— ACTION ITEM —
Set every record down again, identical to the original.

START GIVEN DATA

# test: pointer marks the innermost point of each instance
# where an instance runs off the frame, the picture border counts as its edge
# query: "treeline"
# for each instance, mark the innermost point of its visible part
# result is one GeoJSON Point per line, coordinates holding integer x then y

END GIVEN DATA

— PROBLEM SOLUTION —
# test: pointer marks the innermost point of each instance
# where an instance runs off the frame, the picture border counts as its edge
# query: "treeline"
# for each instance, mark the innermost point of its visible part
# result is one GeoJSON Point per line, coordinates holding integer x then y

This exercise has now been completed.